[Recorded information Boundary: Start]

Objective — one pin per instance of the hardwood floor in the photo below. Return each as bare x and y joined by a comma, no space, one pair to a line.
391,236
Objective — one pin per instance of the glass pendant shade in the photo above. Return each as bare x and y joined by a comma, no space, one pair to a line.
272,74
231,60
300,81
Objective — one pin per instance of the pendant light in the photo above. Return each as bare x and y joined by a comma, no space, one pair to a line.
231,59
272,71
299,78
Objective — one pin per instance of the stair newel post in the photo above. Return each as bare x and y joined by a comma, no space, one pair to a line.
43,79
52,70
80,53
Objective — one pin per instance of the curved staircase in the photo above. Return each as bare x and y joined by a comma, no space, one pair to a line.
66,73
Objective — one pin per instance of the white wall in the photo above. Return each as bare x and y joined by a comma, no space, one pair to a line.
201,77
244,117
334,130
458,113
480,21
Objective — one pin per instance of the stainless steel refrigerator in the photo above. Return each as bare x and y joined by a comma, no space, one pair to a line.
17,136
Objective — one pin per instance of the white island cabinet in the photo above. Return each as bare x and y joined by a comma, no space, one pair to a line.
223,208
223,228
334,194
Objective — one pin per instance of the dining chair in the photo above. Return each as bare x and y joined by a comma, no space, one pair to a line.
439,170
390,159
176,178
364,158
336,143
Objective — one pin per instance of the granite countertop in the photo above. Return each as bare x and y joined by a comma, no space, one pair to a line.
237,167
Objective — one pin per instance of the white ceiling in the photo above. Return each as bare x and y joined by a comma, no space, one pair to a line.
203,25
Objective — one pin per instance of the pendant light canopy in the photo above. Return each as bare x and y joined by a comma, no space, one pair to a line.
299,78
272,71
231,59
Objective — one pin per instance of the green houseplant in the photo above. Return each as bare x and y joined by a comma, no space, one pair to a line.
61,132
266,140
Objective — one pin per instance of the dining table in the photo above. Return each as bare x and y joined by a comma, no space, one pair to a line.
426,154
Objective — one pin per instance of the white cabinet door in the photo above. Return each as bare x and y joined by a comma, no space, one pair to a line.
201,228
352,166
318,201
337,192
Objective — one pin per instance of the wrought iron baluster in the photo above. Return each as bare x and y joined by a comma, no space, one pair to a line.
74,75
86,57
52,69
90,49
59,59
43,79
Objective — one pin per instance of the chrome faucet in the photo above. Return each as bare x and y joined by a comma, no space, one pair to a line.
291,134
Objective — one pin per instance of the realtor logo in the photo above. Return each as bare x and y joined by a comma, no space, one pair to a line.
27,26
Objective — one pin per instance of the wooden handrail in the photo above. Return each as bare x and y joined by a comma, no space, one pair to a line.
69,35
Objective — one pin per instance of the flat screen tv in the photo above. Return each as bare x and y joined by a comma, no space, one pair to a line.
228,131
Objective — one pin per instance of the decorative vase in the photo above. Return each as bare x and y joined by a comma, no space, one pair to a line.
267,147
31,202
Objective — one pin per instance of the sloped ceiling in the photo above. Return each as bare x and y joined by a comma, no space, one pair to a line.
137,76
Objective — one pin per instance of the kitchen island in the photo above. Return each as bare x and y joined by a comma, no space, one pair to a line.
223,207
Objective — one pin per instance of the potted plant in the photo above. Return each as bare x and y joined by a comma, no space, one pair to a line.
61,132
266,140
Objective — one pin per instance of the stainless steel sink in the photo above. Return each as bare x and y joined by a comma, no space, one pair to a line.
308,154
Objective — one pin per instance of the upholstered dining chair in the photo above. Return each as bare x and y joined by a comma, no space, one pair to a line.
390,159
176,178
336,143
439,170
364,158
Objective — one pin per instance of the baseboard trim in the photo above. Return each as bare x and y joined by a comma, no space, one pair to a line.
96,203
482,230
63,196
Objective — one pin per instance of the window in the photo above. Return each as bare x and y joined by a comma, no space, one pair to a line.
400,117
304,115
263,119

[Recorded information Boundary: End]

The records given above are to be repeated in full, exactly.

Objective — one pin per instance of the hardwood floor in the photo below. Return each as bare x and y joined by a comma, no space, one pair to a line.
391,236
Objective — one pin per instance of the glass pendant shade in the photo above. Return each as bare x and y joined by a comma, no space, one pair to a line.
272,74
231,60
300,81
Objective — one pin per instance of the pendant light in the photo above. Return each as bare x and y joined by a comma, no space, one pair to a line.
231,59
272,71
299,78
Objective — one pin per instance of the stair newel post in the photo above. Return each as bare x and y joined by a comma, no space, one pair to a line.
43,79
52,70
80,53
Objective — one pin per instance of the curved staircase in the photo above. Return each as bare x and y joined by a comma, no space, one pair to a line.
66,73
Objective — one pin per instance of the white wall in the photo above. Return each as bare x and y joined by a comma, no space, one pair to a line.
201,77
244,117
334,130
458,113
480,21
Objective — one pin per instance of the stainless steel refrigerator in the photo above. Return each as bare x and y joined by a comma, no space, one pair to a line.
17,136
Objective — one pin per instance of the white island cabinet in the photo above. Return each as bare x and y joined by a comma, no space, one pair to a line.
223,208
223,228
334,194
Objective — one pin per instance of the dining chair in the photo above. Return each as bare x and y joined by a comma, no space, one pair to a line.
439,170
390,159
176,178
364,158
336,143
Objective — one pin per instance of the granite countertop in the photo above. Return each as bare x and y joined by a comma, no space, one pair to a line.
237,167
Objective — one pin per instance of the white ceiling in the photo above. Return each as bare x and y joined by a comma, no space, one pair to a line.
203,25
Objective — one pin per instance of the pendant light canopy in the photo above. Return each as bare x and y joined by a comma, no space, one pair to a line.
299,78
272,71
231,59
Objective — one pin per instance of the green houseplant in the photo above. Return each as bare x and y joined by a comma, no space, one pair to a line.
61,132
266,140
Objective — one pin per instance of the dining table in the photo above. Return each as bare x and y joined by a comma, no space, one pair to a line.
426,154
Objective — one pin per instance of the white cabinet door in the photo above. Return each as bare x and y joined by a comma, no space, one pair to a line.
201,228
352,166
318,201
337,192
Objective — one pin per instance of the wrought iron baluster in the photo above. Return each as bare x and y joined by a comma, no space, one pair to a line.
74,75
86,57
52,69
90,49
59,59
43,79
Objective — one pin per instance of the chrome faucet in the photo above. Return each as bare x and y joined by a comma, no space, one pair to a line.
291,134
Objective — one pin per instance of the realtor logo in the photo above. Return each as bare x and y joined by a comma, no space, one pair to a line.
27,26
Objective — one pin per instance of the wooden handrail in the photo above. Return each as bare x and y joined by a comma, no space, one pair to a line.
69,35
Objective — one pin per instance of the flat screen tv in the photo above. Return each as bare x and y joined by a comma, no space, one pair to a line.
228,131
Objective — one pin per instance of the decorative vase in the photo above. Return each as bare x and y joined by a comma, no space, one pair to a line.
267,147
31,202
Objective — one pin per instance of the sloped ceiling in the photo above. Return each as bare x and y joined by a comma, no space, one pair to a line.
137,76
Objective — one pin per instance of the kitchen island in the photo above. Return each as bare x and y joined by a comma, no space, one pair to a line.
223,207
Objective — one pin per instance of the potted plant in the photo above. Return each as bare x and y joined by a comma, no space, one pair to a line.
61,132
266,140
Objective — one pin per instance of the stainless steel sink in the photo above. Return each as bare x and y joined by a comma, no space, one pair to a line.
308,154
Objective — one pin per instance of the upholstered dining chair in the photo above. Return each as bare x and y joined by a comma, no space, one pair to a line.
390,159
176,178
336,143
439,170
364,158
Objective — one pin per instance of the baseboard trim in the photo above. Return each as bare x and y joined by a comma, no space, one pair to a line.
96,203
482,230
63,196
Objective — one pin per instance of the window in the photo above. Return each as bare x and y joined by a comma, no space, one pair to a line.
400,117
304,115
263,119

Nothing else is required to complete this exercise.